[Soal]
Bisakah seluruh baris catatan di bawah ini disusun menjadi daftar bernomor tanpa baris kosong? Gambar tidak perlu disertakan dalam jawaban.

[Catatan yang Tersedia]
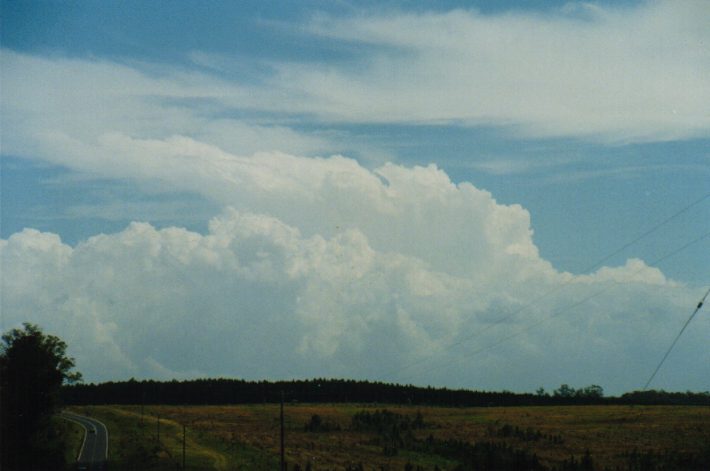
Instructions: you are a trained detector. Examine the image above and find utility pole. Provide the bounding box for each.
[280,391,286,471]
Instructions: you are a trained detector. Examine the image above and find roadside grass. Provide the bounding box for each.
[52,416,84,469]
[69,403,710,470]
[67,406,278,471]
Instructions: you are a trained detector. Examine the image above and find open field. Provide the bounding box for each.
[73,404,710,470]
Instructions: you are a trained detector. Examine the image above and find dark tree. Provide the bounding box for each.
[0,323,81,470]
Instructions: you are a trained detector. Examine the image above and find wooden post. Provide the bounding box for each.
[280,391,286,471]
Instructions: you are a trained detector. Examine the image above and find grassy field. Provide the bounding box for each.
[52,416,84,463]
[73,404,710,470]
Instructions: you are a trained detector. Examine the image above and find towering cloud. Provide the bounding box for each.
[1,150,708,389]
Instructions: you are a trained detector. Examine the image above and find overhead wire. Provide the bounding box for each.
[643,288,710,391]
[400,231,710,386]
[400,231,710,386]
[385,193,710,384]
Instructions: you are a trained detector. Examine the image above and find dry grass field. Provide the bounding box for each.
[75,404,710,470]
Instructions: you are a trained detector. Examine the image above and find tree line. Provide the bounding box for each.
[62,378,710,407]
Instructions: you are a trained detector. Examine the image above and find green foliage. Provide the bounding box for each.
[0,323,81,470]
[303,414,340,433]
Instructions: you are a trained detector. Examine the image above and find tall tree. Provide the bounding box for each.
[0,323,81,470]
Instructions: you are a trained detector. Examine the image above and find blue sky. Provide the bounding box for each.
[0,1,710,390]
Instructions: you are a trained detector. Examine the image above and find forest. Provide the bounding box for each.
[61,378,710,407]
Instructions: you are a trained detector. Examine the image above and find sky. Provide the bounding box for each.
[0,0,710,394]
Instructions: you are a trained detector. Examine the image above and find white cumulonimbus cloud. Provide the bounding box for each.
[0,1,710,392]
[1,145,708,390]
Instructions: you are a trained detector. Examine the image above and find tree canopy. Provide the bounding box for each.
[0,323,81,469]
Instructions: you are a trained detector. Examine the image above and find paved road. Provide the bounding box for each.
[62,412,108,471]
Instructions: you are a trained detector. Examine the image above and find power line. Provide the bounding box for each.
[398,231,710,386]
[643,288,710,391]
[385,193,710,384]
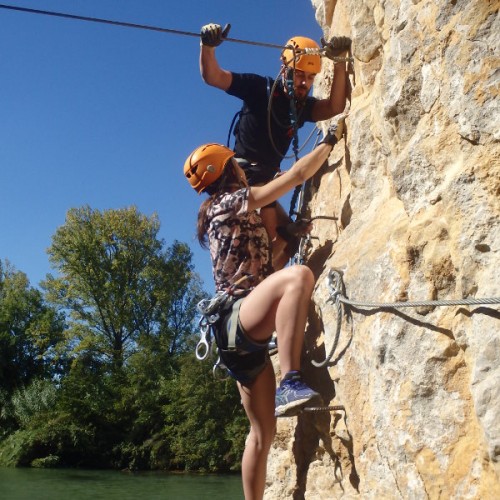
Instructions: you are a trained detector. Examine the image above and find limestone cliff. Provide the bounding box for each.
[266,0,500,499]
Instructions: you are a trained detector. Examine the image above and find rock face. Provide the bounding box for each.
[266,0,500,499]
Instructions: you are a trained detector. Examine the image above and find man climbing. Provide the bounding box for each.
[200,23,351,269]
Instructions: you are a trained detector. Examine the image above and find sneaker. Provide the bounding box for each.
[274,372,321,417]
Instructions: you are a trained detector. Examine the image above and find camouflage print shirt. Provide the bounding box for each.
[207,188,273,291]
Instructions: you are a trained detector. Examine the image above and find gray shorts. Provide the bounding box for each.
[214,299,271,384]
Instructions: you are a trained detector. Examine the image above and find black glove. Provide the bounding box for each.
[318,115,345,148]
[200,23,231,47]
[321,36,351,59]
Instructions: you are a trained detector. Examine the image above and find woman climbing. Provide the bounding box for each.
[184,120,343,499]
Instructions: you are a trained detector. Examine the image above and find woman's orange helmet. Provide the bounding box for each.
[184,144,234,194]
[281,36,321,73]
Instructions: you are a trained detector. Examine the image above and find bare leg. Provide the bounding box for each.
[240,265,314,373]
[238,363,276,500]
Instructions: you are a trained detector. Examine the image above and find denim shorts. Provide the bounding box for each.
[214,300,271,384]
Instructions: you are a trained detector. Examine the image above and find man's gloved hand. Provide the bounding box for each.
[200,23,231,47]
[321,36,351,59]
[320,114,346,148]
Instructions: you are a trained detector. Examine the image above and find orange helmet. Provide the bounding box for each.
[184,144,234,194]
[281,36,321,73]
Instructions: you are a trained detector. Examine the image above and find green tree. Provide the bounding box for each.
[45,206,196,370]
[0,261,65,395]
[161,353,248,472]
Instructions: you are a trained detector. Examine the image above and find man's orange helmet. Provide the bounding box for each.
[281,36,321,73]
[184,144,234,194]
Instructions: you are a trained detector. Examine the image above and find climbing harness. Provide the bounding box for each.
[312,269,500,368]
[195,274,253,376]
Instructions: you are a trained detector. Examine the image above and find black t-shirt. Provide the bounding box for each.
[226,73,316,171]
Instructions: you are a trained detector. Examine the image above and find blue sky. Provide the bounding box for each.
[0,0,322,291]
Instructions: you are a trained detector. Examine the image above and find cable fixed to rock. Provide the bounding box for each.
[0,4,352,62]
[312,269,500,368]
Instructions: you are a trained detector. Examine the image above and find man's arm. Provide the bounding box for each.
[311,36,351,121]
[200,23,233,90]
[200,44,233,90]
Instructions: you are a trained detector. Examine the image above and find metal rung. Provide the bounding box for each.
[302,405,345,412]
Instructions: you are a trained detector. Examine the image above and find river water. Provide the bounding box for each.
[0,468,243,500]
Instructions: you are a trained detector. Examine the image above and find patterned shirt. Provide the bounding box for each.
[207,188,273,291]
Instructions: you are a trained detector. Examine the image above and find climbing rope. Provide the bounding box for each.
[0,4,352,62]
[312,269,500,368]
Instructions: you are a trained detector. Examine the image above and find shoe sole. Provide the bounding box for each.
[274,394,320,418]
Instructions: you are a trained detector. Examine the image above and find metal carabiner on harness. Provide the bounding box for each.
[195,316,212,361]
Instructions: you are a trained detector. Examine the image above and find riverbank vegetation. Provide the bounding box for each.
[0,207,248,472]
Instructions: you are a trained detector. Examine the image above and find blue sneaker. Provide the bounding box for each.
[274,372,321,417]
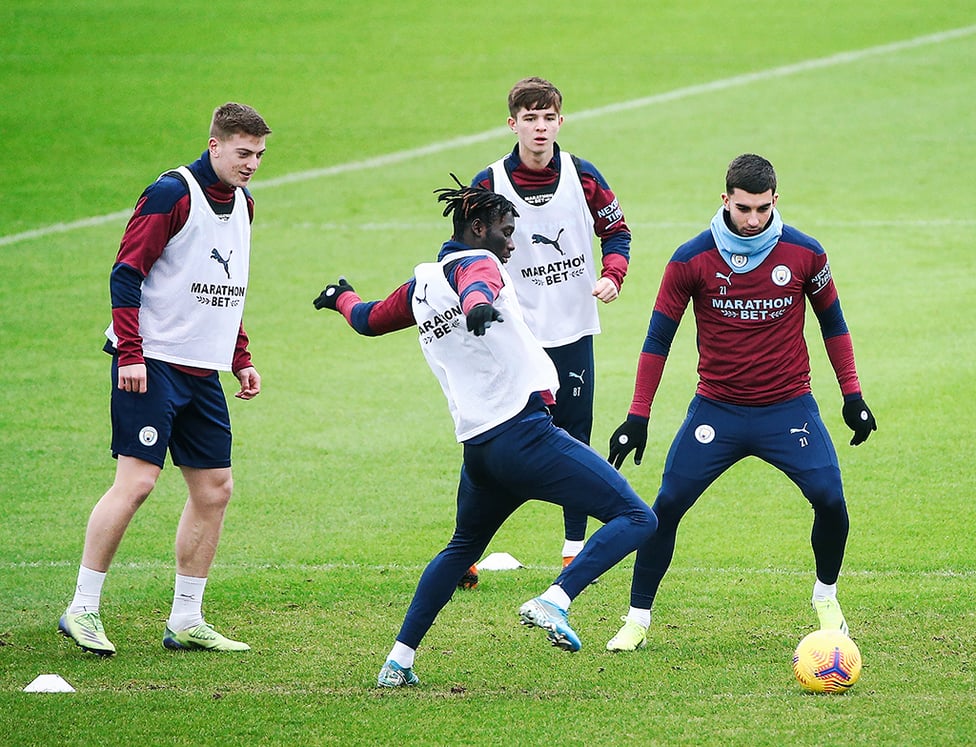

[Jawaban Lengkap]
1. Instructions: you are a trained detector. Examine the image above and find utility pole. Provide the bounding box for each.
2. [280,391,286,471]
3. Instructions: you are a trained detector. Examine the image above and find roadside grass. Provide the bounding box for each.
4. [52,416,84,469]
5. [69,403,710,470]
6. [67,406,278,471]
7. Instructions: you are a trained detector. Examine the image above and find open field. Provide the bounding box for each.
8. [73,404,710,470]
9. Instructions: you are a trained detector. Examine the image above and find dark tree. Provide the bounding box for each.
10. [0,323,81,470]
11. Instructions: you are a trained detector. Examine the image above and find wooden post. Provide the bounding box for each.
12. [280,391,286,471]
13. Instructions: you are a trained detector. Examine the image above and find grassy field. Provide the bounding box for each.
14. [52,416,84,463]
15. [73,404,710,470]
16. Instructions: you are a trained detector. Examine the image above and find towering cloud. Provide the bounding box for each.
17. [1,150,708,389]
18. Instructions: you are a trained detector. Examine the image above and find overhead wire. Provide the bounding box for each.
19. [643,288,710,391]
20. [400,231,710,386]
21. [400,231,710,386]
22. [385,193,710,384]
23. Instructions: you are a trained detector. Examine the image above and find dry grass field. Provide the bounding box for each.
24. [75,404,710,470]
25. Instructions: you are a trained detector. Examine the image above and find tree line. Provide the bounding box for each.
26. [62,378,710,407]
27. Instructions: you are a trained detector. Examine the image above and find green foliage. Provide the bounding box for each.
28. [0,323,81,470]
29. [303,414,340,433]
30. Instructions: you are a trained detector. Examine the image above and find tall tree. Provide the bounding box for each.
31. [0,323,81,470]
32. Instructions: you are a trained detector. Examine the image above and find blue sky. Provide the bounding box for each.
33. [0,1,710,390]
34. Instructions: you are a trained detector. Examine the image above and find forest. Provide the bounding box for each.
35. [61,378,710,407]
36. Instructions: you are a trained detector. Examine the image above and find sky. Provide the bounding box for each.
37. [0,0,710,394]
38. Instructions: you are a trained detector. Examine the image above and find white cumulonimbus cloud. Provide the bounding box for each.
39. [0,1,710,392]
40. [1,145,708,390]
41. Instructions: you are a trained detector. Examine the image above and find tree canopy. Provide the bounding box for each.
42. [0,323,81,469]
43. Instructions: you are a trained detector. Examine the image above and find paved road. Provide the bounding box for each.
44. [62,412,108,471]
45. Instructions: you are a trained detector. Examine the image above and find power line. Provide the bounding box for each.
46. [398,231,710,386]
47. [643,288,710,391]
48. [385,193,710,384]
49. Instructions: you are a trained detector. Examine the image above and find limestone cliff. Provide the bounding box for each.
50. [266,0,500,499]
51. Instructions: you are a trained detector. Examine the image above and find rock face. Provide the bounding box for each.
52. [266,0,500,499]
53. Instructions: you are a trained detector. Examine the image above and find man climbing. Provide the bounding box for each.
54. [200,23,351,269]
55. Instructions: you are a trained detector. Examine the image above and find sneaker. Provide the bounding box for each.
56. [274,372,321,417]
57. Instructions: you are a trained detector. Examine the image above and find camouflage print shirt. Provide the bounding box for each.
58. [207,188,273,291]
59. Instructions: you are a trained detector. Examine the image above and find gray shorts. Provide the bounding box for each.
60. [214,299,271,384]
61. Instructions: you are a trained detector. Examine the image above and find black glove. Provide the bounding box for each.
62. [318,115,345,148]
63. [200,23,231,47]
64. [321,36,351,59]
65. Instructions: you are a trained detector. Examine the image above and find woman climbing. Provide the bounding box for each.
66. [184,120,343,499]
67. Instructions: you are a trained detector. Examine the image above and find woman's orange helmet. Provide the bounding box for each.
68. [184,144,234,194]
69. [281,36,321,73]
70. Instructions: you are a trained detector. Examine the image above and find bare leg. Provide the bounding box for each.
71. [240,265,314,373]
72. [238,363,276,500]
73. Instructions: you are a trained detector. Examine the image above and find denim shorts. Provide the bounding box for each.
74. [214,300,271,384]
75. Instructions: you are a trained detector. Examine the image above and find man's gloved hand. Provide the bounding box for each.
76. [200,23,231,47]
77. [321,36,351,59]
78. [320,114,346,148]
79. Instructions: you are a trained detector. Examine the image above and find orange helmet. Provide the bounding box for each.
80. [184,144,234,194]
81. [281,36,321,73]
82. Instructions: you are a trained detector. Examine the image above and find green tree. Provide the bounding box for each.
83. [45,206,196,370]
84. [0,261,65,395]
85. [161,353,248,472]
86. Instructions: you are a trained detector. Examine the image above and find man's orange helmet. Provide the bounding box for each.
87. [281,36,321,73]
88. [184,144,234,194]
89. Instructions: you are a trained detector. Examine the image above and find climbing harness. Provide the bounding box for each.
90. [312,269,500,368]
91. [195,274,253,376]
92. Instructions: you are a trained detector. Examine the image above and find black t-shirt. Provide the bounding box for each.
93. [226,73,316,171]
94. Instructions: you are a trained detector. Examine the image above and find blue sky. Provide the bounding box for each.
95. [0,0,322,291]
96. Instructions: you are a trained detector. Examine the image above and find cable fixed to rock. Provide the bounding box for each.
97. [0,4,352,62]
98. [312,269,500,368]
99. Instructions: you are a trained detector. Examine the image above and find man's arm. Provide the bounding box for each.
100. [311,36,351,121]
101. [200,23,233,90]
102. [200,44,233,90]
103. Instructions: you are a trained detector. Examine the image above and find metal rung. Provide the bounding box for each.
104. [302,405,345,412]
105. Instructions: you are a trained detector. Examine the image above and find river water. Provide the bounding box for each.
106. [0,468,243,500]
107. Instructions: you are a trained detector. Examine the image above and find patterned shirt. Provide the bounding box for each.
108. [207,188,273,291]
109. Instructions: you are a trained detector. Examine the image above and find climbing rope. Provide the bounding box for each.
110. [0,4,352,62]
111. [312,269,500,368]
112. Instructions: you are a trained detector. Examine the image above and find shoe sole. Provide the bounding box for each.
113. [274,394,320,418]
114. Instructions: you are a trained detector. Examine the image above and find metal carabiner on harness. Provide the bounding box for each.
115. [195,316,212,361]
116. Instructions: you are a trained detector. Examine the image above and find riverbank vegetation. Provide the bounding box for each.
117. [0,207,248,472]
118. Instructions: you are a trained detector. Examine the image above and find blue sneaker. Provide the bounding box for each.
119. [274,372,321,417]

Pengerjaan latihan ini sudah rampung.